↓

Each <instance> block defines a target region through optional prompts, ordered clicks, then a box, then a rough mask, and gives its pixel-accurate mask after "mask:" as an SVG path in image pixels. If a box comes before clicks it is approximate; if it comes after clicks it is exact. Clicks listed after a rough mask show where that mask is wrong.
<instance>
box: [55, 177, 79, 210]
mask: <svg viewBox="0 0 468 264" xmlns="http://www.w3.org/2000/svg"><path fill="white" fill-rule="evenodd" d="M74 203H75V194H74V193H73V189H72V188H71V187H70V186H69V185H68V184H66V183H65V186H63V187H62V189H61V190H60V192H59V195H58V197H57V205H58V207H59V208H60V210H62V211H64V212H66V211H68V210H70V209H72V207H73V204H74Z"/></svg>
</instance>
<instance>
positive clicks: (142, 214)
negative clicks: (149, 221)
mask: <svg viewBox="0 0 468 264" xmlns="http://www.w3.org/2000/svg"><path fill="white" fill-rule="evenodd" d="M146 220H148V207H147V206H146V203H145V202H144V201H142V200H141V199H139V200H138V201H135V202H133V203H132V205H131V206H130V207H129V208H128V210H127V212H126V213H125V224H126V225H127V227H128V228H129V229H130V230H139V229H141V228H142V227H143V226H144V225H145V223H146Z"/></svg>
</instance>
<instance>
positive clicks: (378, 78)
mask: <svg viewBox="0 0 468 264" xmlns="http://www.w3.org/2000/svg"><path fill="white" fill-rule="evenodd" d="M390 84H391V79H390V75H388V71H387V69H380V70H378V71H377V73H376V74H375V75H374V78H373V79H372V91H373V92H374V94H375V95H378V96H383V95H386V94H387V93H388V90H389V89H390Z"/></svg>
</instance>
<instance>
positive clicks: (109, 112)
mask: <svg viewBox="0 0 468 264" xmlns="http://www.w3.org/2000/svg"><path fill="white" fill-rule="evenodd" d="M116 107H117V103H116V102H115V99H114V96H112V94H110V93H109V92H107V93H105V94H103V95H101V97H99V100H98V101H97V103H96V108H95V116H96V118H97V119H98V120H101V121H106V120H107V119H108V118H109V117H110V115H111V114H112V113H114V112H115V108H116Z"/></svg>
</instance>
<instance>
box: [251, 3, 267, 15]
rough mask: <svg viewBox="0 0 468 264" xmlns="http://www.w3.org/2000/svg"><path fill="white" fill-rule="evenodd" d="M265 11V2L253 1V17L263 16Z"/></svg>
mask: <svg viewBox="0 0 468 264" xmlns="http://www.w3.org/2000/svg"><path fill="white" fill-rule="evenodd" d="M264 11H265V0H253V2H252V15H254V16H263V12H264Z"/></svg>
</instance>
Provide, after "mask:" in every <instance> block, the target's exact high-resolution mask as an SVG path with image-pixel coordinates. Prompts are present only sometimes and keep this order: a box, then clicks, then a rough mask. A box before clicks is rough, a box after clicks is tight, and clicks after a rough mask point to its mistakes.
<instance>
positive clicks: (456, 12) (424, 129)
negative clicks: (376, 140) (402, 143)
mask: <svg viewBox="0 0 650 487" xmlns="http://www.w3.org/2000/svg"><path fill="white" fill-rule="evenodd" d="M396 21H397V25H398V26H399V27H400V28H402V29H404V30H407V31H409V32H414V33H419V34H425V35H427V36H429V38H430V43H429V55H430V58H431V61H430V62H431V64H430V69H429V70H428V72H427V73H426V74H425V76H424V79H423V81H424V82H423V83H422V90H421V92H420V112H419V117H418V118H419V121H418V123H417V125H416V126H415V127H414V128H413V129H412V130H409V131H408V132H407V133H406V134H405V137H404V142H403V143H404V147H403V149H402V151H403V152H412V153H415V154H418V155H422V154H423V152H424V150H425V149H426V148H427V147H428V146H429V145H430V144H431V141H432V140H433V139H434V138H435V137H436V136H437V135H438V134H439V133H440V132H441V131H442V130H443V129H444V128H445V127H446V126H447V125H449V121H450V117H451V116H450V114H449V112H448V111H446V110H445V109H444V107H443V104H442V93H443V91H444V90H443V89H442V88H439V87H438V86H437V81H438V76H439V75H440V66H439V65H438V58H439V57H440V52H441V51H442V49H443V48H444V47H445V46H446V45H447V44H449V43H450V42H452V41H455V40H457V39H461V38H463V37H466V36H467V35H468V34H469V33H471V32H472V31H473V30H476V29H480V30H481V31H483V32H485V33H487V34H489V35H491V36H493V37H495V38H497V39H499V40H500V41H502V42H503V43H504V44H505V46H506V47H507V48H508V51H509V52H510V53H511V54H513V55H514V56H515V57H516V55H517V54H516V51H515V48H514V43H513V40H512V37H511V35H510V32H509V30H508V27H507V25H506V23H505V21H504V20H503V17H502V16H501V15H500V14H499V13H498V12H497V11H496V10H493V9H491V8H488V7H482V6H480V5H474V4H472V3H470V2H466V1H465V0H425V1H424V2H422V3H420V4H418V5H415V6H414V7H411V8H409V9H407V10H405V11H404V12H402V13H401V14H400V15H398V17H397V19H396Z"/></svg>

↑

Work item> The material above should be given again in full, exactly.

Expected answer>
Each <instance> block defines a target region through optional prompts, ordered clicks, then a box, then a rough mask, and gives its pixel-accurate mask after "mask:" as an SVG path in image pixels. If a box comes before clicks it is approximate; if it comes after clicks it is exact. Clicks listed after a rough mask show where that mask is wrong.
<instance>
box: [55, 177, 79, 210]
mask: <svg viewBox="0 0 468 264" xmlns="http://www.w3.org/2000/svg"><path fill="white" fill-rule="evenodd" d="M74 203H75V194H74V193H73V189H72V188H71V187H70V186H69V185H68V184H66V183H65V186H63V187H62V189H61V190H60V192H59V195H58V197H57V205H58V207H59V208H60V210H62V211H64V212H66V211H68V210H70V209H72V207H73V204H74Z"/></svg>
</instance>
<instance>
positive clicks: (142, 214)
negative clicks: (149, 221)
mask: <svg viewBox="0 0 468 264" xmlns="http://www.w3.org/2000/svg"><path fill="white" fill-rule="evenodd" d="M146 220H148V207H147V206H146V203H145V202H144V201H142V200H141V199H139V200H138V201H135V202H133V203H132V205H131V206H130V207H129V208H128V210H127V212H126V213H125V224H126V225H127V227H128V228H129V229H130V230H139V229H141V228H142V227H143V226H144V225H145V223H146Z"/></svg>
</instance>
<instance>
positive clicks: (378, 78)
mask: <svg viewBox="0 0 468 264" xmlns="http://www.w3.org/2000/svg"><path fill="white" fill-rule="evenodd" d="M390 84H391V79H390V75H388V71H387V69H380V70H378V71H377V73H376V74H375V75H374V78H373V79H372V91H373V92H374V94H375V95H378V96H383V95H386V94H387V93H388V90H389V89H390Z"/></svg>
</instance>
<instance>
positive clicks: (109, 112)
mask: <svg viewBox="0 0 468 264" xmlns="http://www.w3.org/2000/svg"><path fill="white" fill-rule="evenodd" d="M116 107H117V103H116V102H115V99H114V96H112V94H110V93H109V92H107V93H105V94H103V95H101V97H99V100H98V101H97V103H96V108H95V116H96V118H97V119H98V120H101V121H106V120H107V119H108V118H109V117H110V115H111V114H112V113H114V112H115V108H116Z"/></svg>
</instance>
<instance>
box: [251, 3, 267, 15]
rough mask: <svg viewBox="0 0 468 264" xmlns="http://www.w3.org/2000/svg"><path fill="white" fill-rule="evenodd" d="M265 11V2L253 1V17L263 16Z"/></svg>
mask: <svg viewBox="0 0 468 264" xmlns="http://www.w3.org/2000/svg"><path fill="white" fill-rule="evenodd" d="M264 11H265V0H253V2H252V15H254V16H263V12H264Z"/></svg>
</instance>
Provide, after "mask:" in every <instance> block, the target's exact high-resolution mask as an SVG path with image-pixel coordinates. Prompts are present only sometimes and keep this order: a box, then clicks, then a rough mask. A box before clicks is rough, a box after clicks is tight, and clicks after a rough mask point to its mistakes.
<instance>
positive clicks: (456, 12) (424, 129)
negative clicks: (376, 140) (402, 143)
mask: <svg viewBox="0 0 650 487" xmlns="http://www.w3.org/2000/svg"><path fill="white" fill-rule="evenodd" d="M396 21H397V25H398V26H399V27H400V28H402V29H404V30H407V31H409V32H414V33H419V34H425V35H427V36H429V38H430V43H429V55H430V58H431V61H430V62H431V64H430V69H429V70H428V72H427V73H426V74H425V76H424V79H423V81H424V82H423V83H422V90H421V92H420V112H419V117H418V118H419V121H418V123H417V125H416V126H415V127H414V128H413V129H412V130H409V131H408V132H407V133H406V134H405V137H404V142H403V143H404V147H403V149H402V151H403V152H412V153H415V154H418V155H422V154H423V152H424V150H425V149H426V148H427V147H428V146H429V145H430V144H431V141H432V140H433V139H434V138H435V137H436V136H437V135H438V134H439V133H440V132H441V131H442V130H443V129H444V128H445V127H446V126H447V125H449V121H450V117H451V116H450V114H449V112H448V111H446V110H445V109H444V107H443V104H442V93H443V91H444V90H443V89H442V88H439V87H438V86H437V81H438V76H439V75H440V66H439V65H438V58H439V57H440V52H441V51H442V49H443V48H444V47H445V46H446V45H447V44H449V43H450V42H452V41H455V40H457V39H461V38H463V37H466V36H467V35H468V34H469V33H471V32H472V31H473V30H476V29H480V30H481V31H483V32H485V33H487V34H489V35H491V36H493V37H495V38H497V39H499V40H500V41H502V42H503V43H504V44H505V46H506V47H507V48H508V51H509V52H510V53H511V54H513V55H514V56H515V57H516V55H517V54H516V51H515V48H514V43H513V40H512V37H511V35H510V32H509V30H508V27H507V25H506V23H505V21H504V20H503V17H502V16H501V15H500V14H499V13H498V12H497V11H496V10H493V9H491V8H488V7H482V6H480V5H474V4H472V3H470V2H466V1H465V0H425V1H424V2H422V3H420V4H418V5H415V6H414V7H411V8H409V9H407V10H405V11H404V12H402V13H401V14H400V15H398V17H397V19H396Z"/></svg>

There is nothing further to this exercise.